STATED PROBLEM 1: Name every material that the event announcement says the garments in the collection are made from.

EXTRACT:
Event: Textile events in San Francisco

Event dates: 7-10 February 2019

San Francisco is the place to be for textile lovers this weekend!

First there is the 33rd annual San Francisco Tribal & Textile Art Show – the biggest and best of its kind in North America. It showcases art from Tribal Africa, Asia, Australia, Oceania and the Americas, so there is sure to be something to appeal to every taste. This takes place at the Fort Mason Center and more information can be found on their website.

During the Show there will be two special exhibitions. The first is devoted to Fiji and is entitled “Fiji – Art and Life in the Pacific“. This will preview several pieces of Fijian art which will feature in a major exhibition at the Los Angeles County Museum of Art in the autumn. Click here for full details, and images of some of these extraordinary works of art.

Salei Maasai Warriors with Kanga Flags, Tanzania. Copyright Carol Beckwith and Angela Fisher

The second special exhibition is from a very different part of the world – Africa. Entitled “African Twilight: Vanishing Rituals & Ceremonies”  this exhibition of the stunning photography of Carol Beckwith and Angela Fisher celebrates the artistry, diversity, and creativity of the continent. More information on the exhibit and talks by the photographers can be found here.

On Saturday 9 February at 15:30 Thomas Murray will be giving a lecture and signing copies of his new bookTextiles of Japan“, recently published by Prestel. This richly illustrated book on the Thomas Murray collection is divided into three main sections: Ainu, Mingei and Okinawa. The collection is very strong in Ainu, including examples from Siberia. Garments made from salmon skin, wild banana, elm bark and nettle fibre all feature in this amazing collection. More details here.

STATED PROBLEM 2: Lay out the stretch of the records from their start through the line containing "[[245, 29]]" as a Markdown table with the columns No. and Record line, omitting blank lines.

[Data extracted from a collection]
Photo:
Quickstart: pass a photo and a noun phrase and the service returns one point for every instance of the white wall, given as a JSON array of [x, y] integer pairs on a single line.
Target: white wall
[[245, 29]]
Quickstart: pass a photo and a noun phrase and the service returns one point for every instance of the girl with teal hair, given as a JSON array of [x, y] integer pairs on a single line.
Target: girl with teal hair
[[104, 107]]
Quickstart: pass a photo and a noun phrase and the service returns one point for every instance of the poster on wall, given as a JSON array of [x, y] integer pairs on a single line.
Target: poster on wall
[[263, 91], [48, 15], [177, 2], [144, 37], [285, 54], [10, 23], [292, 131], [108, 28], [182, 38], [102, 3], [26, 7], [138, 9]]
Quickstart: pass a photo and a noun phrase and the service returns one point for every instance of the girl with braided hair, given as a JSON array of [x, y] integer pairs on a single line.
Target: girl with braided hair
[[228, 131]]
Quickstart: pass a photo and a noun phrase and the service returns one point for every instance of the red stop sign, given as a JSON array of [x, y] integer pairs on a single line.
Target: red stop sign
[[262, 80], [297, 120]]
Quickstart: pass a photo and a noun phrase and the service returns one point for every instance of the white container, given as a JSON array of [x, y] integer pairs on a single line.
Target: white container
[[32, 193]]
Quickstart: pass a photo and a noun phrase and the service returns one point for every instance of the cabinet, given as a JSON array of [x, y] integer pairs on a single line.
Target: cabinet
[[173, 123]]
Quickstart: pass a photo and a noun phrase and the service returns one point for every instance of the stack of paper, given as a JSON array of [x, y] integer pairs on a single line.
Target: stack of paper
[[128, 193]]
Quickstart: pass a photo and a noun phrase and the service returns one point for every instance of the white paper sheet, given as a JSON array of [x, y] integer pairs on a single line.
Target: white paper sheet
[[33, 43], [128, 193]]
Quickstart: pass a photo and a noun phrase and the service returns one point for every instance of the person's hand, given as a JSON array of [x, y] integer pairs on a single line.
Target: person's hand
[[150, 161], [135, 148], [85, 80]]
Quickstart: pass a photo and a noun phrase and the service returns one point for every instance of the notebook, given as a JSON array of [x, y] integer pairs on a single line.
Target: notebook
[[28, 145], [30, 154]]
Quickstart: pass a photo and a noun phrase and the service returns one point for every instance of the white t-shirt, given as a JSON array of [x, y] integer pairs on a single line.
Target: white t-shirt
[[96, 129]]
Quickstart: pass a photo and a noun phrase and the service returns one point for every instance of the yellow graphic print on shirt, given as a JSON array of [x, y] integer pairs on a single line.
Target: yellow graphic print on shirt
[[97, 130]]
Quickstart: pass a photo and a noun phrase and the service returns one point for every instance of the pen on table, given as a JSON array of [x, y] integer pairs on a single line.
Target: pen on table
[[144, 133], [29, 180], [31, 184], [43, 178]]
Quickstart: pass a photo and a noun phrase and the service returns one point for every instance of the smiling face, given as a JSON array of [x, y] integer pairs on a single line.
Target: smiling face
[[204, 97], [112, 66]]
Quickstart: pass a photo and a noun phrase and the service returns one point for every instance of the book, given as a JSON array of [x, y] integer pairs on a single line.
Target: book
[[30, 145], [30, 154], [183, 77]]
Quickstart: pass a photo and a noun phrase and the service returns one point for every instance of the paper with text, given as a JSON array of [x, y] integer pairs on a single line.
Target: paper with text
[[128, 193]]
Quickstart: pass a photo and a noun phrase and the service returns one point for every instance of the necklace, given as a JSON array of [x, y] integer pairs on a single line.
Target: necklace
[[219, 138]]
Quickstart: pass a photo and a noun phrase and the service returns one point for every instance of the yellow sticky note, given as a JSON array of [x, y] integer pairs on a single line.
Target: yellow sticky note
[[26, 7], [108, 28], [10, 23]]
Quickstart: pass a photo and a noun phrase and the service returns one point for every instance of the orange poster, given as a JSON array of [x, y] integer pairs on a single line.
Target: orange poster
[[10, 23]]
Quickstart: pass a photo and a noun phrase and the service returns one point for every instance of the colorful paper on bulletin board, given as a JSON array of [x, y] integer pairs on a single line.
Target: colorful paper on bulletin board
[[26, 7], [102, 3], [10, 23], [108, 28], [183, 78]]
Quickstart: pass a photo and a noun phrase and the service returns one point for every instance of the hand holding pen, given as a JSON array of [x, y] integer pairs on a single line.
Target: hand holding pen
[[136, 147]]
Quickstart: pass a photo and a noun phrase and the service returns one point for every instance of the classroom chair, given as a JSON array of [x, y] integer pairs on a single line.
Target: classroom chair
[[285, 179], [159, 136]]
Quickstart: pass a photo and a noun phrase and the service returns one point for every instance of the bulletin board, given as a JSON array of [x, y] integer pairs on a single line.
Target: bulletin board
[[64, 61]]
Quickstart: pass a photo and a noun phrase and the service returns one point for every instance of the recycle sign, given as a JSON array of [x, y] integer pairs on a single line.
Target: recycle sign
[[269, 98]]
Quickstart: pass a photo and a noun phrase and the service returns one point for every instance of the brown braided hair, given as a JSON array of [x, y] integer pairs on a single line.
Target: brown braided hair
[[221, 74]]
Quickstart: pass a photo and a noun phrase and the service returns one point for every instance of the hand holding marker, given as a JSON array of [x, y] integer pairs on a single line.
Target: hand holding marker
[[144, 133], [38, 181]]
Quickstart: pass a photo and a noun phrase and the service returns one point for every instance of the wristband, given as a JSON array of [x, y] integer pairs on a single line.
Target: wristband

FINISHED ANSWER 1:
- salmon skin
- wild banana
- elm bark
- nettle fibre

FINISHED ANSWER 2:
| No. | Record line |
|---|---|
| 1 | Photo: |
| 2 | Quickstart: pass a photo and a noun phrase and the service returns one point for every instance of the white wall, given as a JSON array of [x, y] integer pairs on a single line. |
| 3 | Target: white wall |
| 4 | [[245, 29]] |